=== BRANO MOSTRATO ===
┏━━
In questi giorni le nostre comunità hanno ricevuto molte indicazioni: sulla ripresa delle celebrazioni, sul tempo estivo, … tutte cose importanti e necessarie, che stanno richiedendo molti sforzi e che occupano la testa dei pastori. In molti però avvertiamo anche l’esigenza di continuare ad ascoltare e custodire ciò che abbiamo vissuto. Sappiamo che l’ambito della famiglia e del mondo degli adulti è meno oggetto di proposte, appuntamenti e scadenze pastorali; al tempo stesso è stato ed è il vero protagonista di questo periodo. Forse allora può diventare lo spazio di qualche riflessione più gratuita e meno funzionale.
Come équipe di pastorale familiare abbiamo pensato di condividere con voi qualche pensiero, senza la pretesa di tirare nessuna conclusione. Cominciamo da questi due.
Anzitutto ciò che è accaduto, e che tuttora stiamo vivendo, ha coinciso in modo provvidenziale con due cosiddetti “tempi liturgici forti”: la Quaresima e il tempo di Pasqua.
┗━━
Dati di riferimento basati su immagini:
┏━━
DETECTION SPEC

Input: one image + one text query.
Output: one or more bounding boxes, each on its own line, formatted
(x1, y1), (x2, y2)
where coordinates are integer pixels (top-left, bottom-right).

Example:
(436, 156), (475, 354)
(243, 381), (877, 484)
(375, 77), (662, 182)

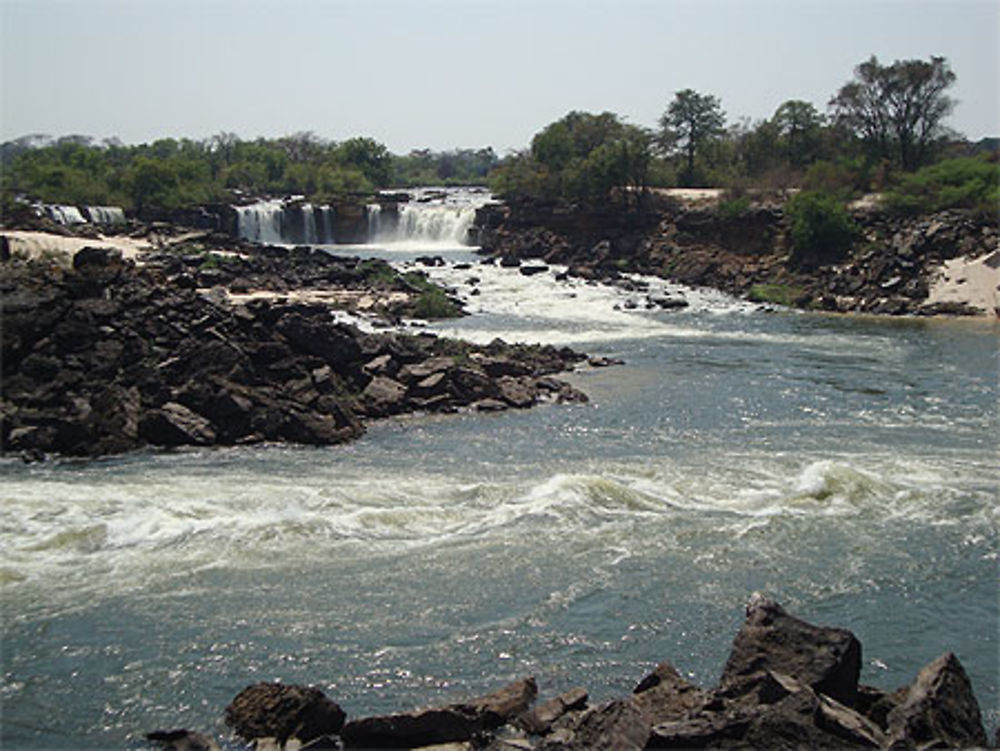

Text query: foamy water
(0, 234), (1000, 749)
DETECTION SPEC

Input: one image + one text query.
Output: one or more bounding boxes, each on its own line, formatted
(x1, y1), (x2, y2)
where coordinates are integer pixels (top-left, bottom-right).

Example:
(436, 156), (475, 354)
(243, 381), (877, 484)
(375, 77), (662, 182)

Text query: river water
(0, 217), (1000, 749)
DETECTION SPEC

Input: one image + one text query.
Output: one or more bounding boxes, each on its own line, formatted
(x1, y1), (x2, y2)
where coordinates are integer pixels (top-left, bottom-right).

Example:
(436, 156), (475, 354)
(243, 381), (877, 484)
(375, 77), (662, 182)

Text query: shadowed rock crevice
(150, 594), (987, 751)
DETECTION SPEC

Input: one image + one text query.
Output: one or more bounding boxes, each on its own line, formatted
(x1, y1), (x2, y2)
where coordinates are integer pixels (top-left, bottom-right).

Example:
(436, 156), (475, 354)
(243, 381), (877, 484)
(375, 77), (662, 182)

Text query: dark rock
(538, 699), (650, 751)
(719, 593), (861, 706)
(341, 678), (538, 749)
(277, 313), (361, 372)
(497, 376), (538, 409)
(139, 402), (215, 446)
(633, 662), (711, 725)
(887, 652), (987, 748)
(587, 357), (625, 368)
(361, 376), (406, 413)
(646, 712), (751, 749)
(146, 728), (220, 751)
(517, 688), (587, 735)
(226, 683), (346, 743)
(301, 735), (344, 751)
(649, 297), (691, 310)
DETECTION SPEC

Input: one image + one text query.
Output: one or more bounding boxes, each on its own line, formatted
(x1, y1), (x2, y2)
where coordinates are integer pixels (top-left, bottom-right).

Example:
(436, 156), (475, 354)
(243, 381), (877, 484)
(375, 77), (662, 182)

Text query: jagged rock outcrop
(154, 594), (987, 751)
(226, 683), (346, 744)
(477, 201), (1000, 315)
(341, 678), (538, 749)
(0, 248), (586, 457)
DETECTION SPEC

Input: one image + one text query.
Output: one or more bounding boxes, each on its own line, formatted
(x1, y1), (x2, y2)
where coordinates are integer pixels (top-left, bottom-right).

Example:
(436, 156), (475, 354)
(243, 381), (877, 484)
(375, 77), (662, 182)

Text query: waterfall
(318, 206), (336, 245)
(236, 201), (285, 245)
(42, 204), (87, 224)
(368, 188), (492, 247)
(235, 199), (335, 245)
(365, 203), (382, 242)
(302, 203), (319, 245)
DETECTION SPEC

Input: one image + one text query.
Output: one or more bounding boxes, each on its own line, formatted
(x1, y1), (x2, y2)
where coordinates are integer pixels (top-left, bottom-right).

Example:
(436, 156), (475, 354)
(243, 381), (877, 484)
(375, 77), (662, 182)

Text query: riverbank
(146, 593), (988, 751)
(0, 237), (585, 458)
(476, 192), (1000, 318)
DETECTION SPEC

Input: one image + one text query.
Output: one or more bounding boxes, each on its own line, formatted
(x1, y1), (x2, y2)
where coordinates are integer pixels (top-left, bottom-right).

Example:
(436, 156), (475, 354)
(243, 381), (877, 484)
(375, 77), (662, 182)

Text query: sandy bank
(0, 230), (204, 260)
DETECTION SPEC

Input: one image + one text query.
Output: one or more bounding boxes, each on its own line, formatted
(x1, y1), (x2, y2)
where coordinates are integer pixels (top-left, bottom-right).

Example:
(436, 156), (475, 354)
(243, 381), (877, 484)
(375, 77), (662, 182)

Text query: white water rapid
(368, 188), (492, 249)
(235, 199), (335, 245)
┗━━
=== CONSEGNA 1 ===
Rispondi a queste domande sul brano.
(a) Quale ambito è meno oggetto di proposte, appuntamenti e scadenze pastorali?
(b) Come si presentano gli autori che condividono i pensieri?
(c) Quali sono i due "tempi liturgici forti" nominati?
=== CONSEGNA 2 ===
Trascrivi, per favore, la parte del brano da "In questi giorni" a "da questi due.".

=== RISULTATO 1 ===
(a) L'ambito della famiglia e del mondo degli adulti.
(b) Come équipe di pastorale familiare.
(c) La Quaresima e il tempo di Pasqua.

=== RISULTATO 2 ===
In questi giorni le nostre comunità hanno ricevuto molte indicazioni: sulla ripresa delle celebrazioni, sul tempo estivo, … tutte cose importanti e necessarie, che stanno richiedendo molti sforzi e che occupano la testa dei pastori. In molti però avvertiamo anche l’esigenza di continuare ad ascoltare e custodire ciò che abbiamo vissuto. Sappiamo che l’ambito della famiglia e del mondo degli adulti è meno oggetto di proposte, appuntamenti e scadenze pastorali; al tempo stesso è stato ed è il vero protagonista di questo periodo. Forse allora può diventare lo spazio di qualche riflessione più gratuita e meno funzionale.
Come équipe di pastorale familiare abbiamo pensato di condividere con voi qualche pensiero, senza la pretesa di tirare nessuna conclusione. Cominciamo da questi due.